* Exercise brief: In the entries below, find the line with "Drop a marker on every instance of the cobblestone" and print exactly every line from there up to and including the line with "Drop a marker on every instance of the house", with no other lines.

* Point-per-instance localization data:
--------------------

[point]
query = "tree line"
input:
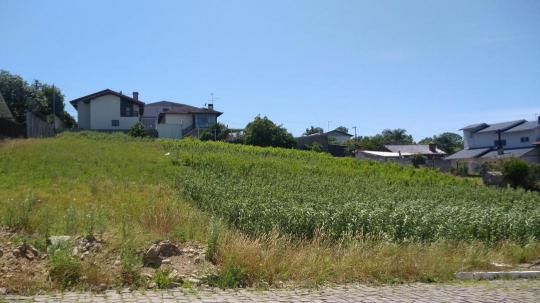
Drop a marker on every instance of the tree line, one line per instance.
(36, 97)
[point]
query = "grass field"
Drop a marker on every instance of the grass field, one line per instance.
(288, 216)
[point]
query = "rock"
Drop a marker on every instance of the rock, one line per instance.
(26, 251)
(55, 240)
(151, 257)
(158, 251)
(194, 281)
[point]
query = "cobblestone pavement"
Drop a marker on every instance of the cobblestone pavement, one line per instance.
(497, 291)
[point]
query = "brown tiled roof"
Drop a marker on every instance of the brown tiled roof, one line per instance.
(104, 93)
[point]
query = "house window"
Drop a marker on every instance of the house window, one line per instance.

--------------------

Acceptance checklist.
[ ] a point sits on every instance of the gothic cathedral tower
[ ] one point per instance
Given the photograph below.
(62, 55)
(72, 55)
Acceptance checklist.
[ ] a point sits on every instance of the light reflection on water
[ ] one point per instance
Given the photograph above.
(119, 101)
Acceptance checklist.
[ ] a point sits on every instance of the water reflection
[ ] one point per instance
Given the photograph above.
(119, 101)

--------------------

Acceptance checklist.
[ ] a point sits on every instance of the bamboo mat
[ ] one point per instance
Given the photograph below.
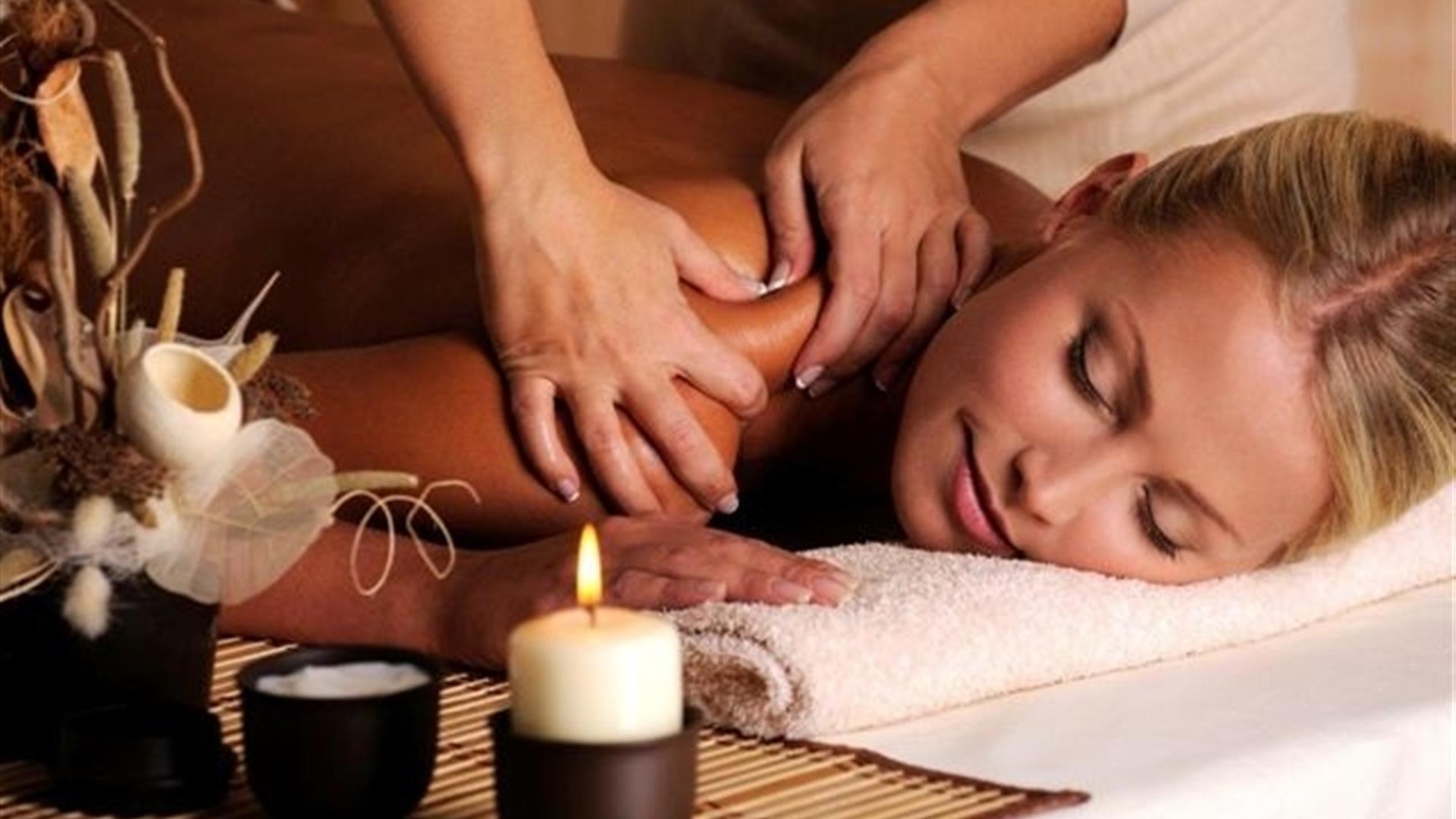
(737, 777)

--------------------

* Solution to this task:
Drop a marker on every instance of the cobblestone pavement, one line per instance.
(497, 291)
[point]
query = "brown tiled roof"
Drop a marker on every instance of the brown tiled roof, one line per instance.
(104, 93)
[point]
query = "house window"
Drop a marker on every instance of the house window, one line per instance.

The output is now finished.